ЗАДАНИЯ:
• A. Кто, согласно тексту «Свобода и предопределение», придумал предопределение?
• B. Определите, соответствуют ли тексту «Свобода и предопределение» утверждения (i), (ii), (iii). Каждый ответ подтвердите точной цитатой.
(i) Бог не ввергает человека в то, чего не пережил Сам.
(ii) Свободность дана человеку навсегда.
(iii) Всё в Природе делает свободу, а не работу.

ФРАГМЕНТ ДОКУМЕНТА:
Свобода и предопределение
Свободу выбора придумали те, кому нужно было при случае обвинить невиновного. Предопределение придумали те, кому нужно было при случае оправдать виноватого, и прежде всего себя. А в действительности нет ни свободы, ни предопределения, а есть свободность, просторность, первозданная, детская, учебная, развивающая любой организм нестеснённость движений, которая даётся для осознания коренной и благотворной несвободы. И это напрямую касается Бога.
Бог никогда не ввергает человека в то, чего не пережил Сам. И если человек несвободен, то только потому, что прежде несвободен Бог. Бог не может быть свободен от Самого Себя и в процессе или в результате какого-то там "выбора" превратиться в кого-то другого. Этим же отличается и истинный, зрелый, совершенный человек, которого только и можно считать подобием Бога, — он также не может быть свободен от самого себя, то есть от того, чéм он является. Но до осознания этой несвободы он должен свободно дорасти и эта свободность ему дана. Но она дана ему не навсегда, как этого желают любители вольной жизни, а только на время детства, отрочества, юности, молодости, созревания — того созревания, которое имеет своё оправдание в зрелости, которая, в свою очередь, всегда характерна уже немерцающим осознанием именно своей несвободы, то есть осознанием невозможности творить чтó угодно, сознанием ответственности и чувством необходимости делать только должное для поддержания жизни и блага. И вот если Сам Бог несвободен, Он и не может даровать человеку того, че́м не обладает Сам. Где́ вы видели истинного отца, который свободен от своих детей ? Солнце свободно от Земли ? Оно может не взойти по своей прихоти ? Луна, звёзды, деревья, травы, звери, птицы, — всё в Природе делает работу, а не свободу, и только человек болтает о свободе, будучи вечно несвободен от этой болтовни.
В чём ужас оставленности, брошенности, отверженности ? В том, чтобы сознавать и чувствовать себя ненужным Тебе, видеть и с ужасом понимать, что Ты можешь обойтись без меня. Чтó может быть страшнее ? Но о чём говорит этот ужас ? О том, что Ты всё сделаешь один ? Нет. Он говорит о том, что Ты найдёшь мне замену, то есть найдёшь того, кто вместо меня, лишив себя вольностей, сядет в тюрьму Твоих требований и вместе с Тобою будет делать то, чтó необходимо для Общего Блага, а я останусь не у дел, останусь не нужен, и вообще — останусь ли ? Ведь быть ненужным Тебе — это не быть и при этом понимать, сознавать и чувствовать это. Поэтому свобода — это быть ненужным Тебе.

ИЗВЛЕЧЁННЫЕ ДАННЫЕ:
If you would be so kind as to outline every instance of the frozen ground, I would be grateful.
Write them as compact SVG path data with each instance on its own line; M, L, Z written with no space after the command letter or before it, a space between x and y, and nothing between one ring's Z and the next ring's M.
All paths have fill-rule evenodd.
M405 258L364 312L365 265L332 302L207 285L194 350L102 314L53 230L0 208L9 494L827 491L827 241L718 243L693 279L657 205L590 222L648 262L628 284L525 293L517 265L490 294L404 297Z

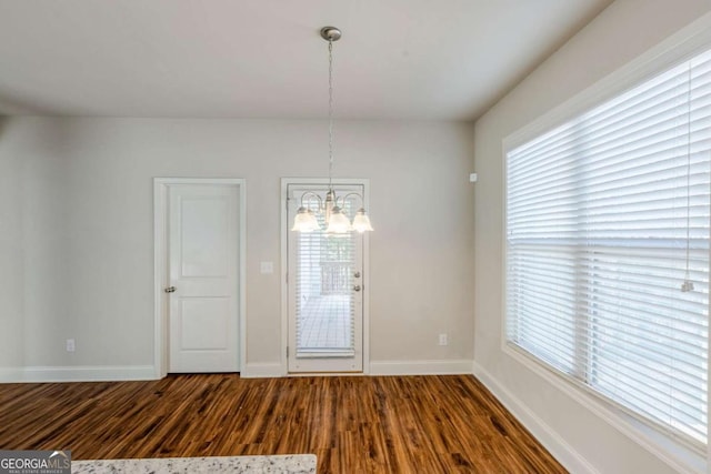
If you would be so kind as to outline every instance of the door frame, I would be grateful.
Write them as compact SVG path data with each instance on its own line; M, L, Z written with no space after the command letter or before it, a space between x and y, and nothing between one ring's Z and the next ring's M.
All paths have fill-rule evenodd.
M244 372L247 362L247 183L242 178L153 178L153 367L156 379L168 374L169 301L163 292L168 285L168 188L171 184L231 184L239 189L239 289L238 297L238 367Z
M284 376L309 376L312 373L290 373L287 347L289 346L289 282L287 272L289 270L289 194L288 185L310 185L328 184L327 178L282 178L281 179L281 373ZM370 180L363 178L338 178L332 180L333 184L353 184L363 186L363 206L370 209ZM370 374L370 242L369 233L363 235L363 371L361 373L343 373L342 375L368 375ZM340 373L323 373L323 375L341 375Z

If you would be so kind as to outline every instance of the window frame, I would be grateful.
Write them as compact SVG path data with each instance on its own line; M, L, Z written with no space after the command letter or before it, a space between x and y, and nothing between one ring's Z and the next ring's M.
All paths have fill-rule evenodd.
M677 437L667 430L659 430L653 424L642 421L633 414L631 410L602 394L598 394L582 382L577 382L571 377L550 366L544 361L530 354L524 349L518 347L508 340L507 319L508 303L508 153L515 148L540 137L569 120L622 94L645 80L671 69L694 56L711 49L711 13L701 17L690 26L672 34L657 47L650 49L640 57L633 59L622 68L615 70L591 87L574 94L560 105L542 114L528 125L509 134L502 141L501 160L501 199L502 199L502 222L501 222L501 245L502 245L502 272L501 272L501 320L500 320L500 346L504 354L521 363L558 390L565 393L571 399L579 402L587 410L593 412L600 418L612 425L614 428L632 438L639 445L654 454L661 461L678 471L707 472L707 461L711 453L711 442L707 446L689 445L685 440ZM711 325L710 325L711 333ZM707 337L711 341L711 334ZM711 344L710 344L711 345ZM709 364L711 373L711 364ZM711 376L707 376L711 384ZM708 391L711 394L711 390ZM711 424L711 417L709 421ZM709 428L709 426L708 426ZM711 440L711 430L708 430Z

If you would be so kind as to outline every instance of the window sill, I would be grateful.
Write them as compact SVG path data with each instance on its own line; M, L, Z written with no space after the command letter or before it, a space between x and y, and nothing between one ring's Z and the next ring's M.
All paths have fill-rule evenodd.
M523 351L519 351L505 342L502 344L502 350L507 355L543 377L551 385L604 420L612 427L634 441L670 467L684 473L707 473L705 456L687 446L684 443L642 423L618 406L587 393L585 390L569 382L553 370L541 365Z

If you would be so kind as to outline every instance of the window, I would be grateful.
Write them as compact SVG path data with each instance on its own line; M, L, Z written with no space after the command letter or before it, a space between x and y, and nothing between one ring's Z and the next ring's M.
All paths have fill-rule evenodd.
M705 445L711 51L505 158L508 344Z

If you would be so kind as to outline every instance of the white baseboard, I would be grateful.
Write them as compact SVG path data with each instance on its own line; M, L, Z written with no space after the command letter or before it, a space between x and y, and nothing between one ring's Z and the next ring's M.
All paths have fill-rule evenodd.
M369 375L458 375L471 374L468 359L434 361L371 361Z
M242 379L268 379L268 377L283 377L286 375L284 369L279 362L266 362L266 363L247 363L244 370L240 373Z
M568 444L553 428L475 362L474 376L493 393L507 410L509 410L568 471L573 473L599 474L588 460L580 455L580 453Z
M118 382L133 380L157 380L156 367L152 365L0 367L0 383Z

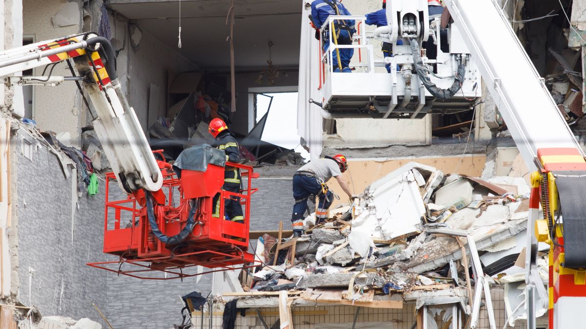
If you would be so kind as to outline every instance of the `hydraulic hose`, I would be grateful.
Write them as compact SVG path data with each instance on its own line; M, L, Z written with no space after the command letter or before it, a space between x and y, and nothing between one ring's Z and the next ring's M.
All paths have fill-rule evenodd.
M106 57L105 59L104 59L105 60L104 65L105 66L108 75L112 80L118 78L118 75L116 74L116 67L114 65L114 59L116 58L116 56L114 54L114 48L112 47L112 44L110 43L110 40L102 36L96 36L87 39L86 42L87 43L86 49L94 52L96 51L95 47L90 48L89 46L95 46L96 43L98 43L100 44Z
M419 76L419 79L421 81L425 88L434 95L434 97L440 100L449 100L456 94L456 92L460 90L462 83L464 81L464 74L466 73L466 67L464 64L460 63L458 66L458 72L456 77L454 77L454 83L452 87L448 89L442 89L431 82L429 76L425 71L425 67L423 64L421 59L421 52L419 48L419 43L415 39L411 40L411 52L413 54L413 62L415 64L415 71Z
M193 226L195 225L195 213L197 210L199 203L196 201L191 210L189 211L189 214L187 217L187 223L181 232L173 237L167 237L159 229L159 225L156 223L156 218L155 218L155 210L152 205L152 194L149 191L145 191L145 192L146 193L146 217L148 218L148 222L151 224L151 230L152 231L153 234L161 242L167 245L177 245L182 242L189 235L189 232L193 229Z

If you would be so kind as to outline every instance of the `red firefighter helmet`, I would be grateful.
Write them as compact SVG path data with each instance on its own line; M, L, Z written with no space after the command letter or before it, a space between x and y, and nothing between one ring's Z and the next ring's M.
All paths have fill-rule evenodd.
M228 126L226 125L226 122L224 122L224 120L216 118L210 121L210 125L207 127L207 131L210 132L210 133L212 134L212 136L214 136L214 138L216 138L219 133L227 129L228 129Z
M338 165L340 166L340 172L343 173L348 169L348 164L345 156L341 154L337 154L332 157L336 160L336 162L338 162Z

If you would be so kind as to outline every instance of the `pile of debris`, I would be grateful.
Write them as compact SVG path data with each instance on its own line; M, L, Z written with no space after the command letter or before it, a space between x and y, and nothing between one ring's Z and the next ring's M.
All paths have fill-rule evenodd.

РЕШЕНИЯ ПО ЗАДАНИЯМ:
• A. Те, кому нужно было при случае оправдать виноватого, и прежде всего себя.

• B.
(i) Да: «Бог никогда не ввергает человека в то, чего не пережил Сам».
(ii) Нет: «Но она дана ему не навсегда, как этого желают любители вольной жизни».
(iii) Нет: «всё в Природе делает работу, а не свободу».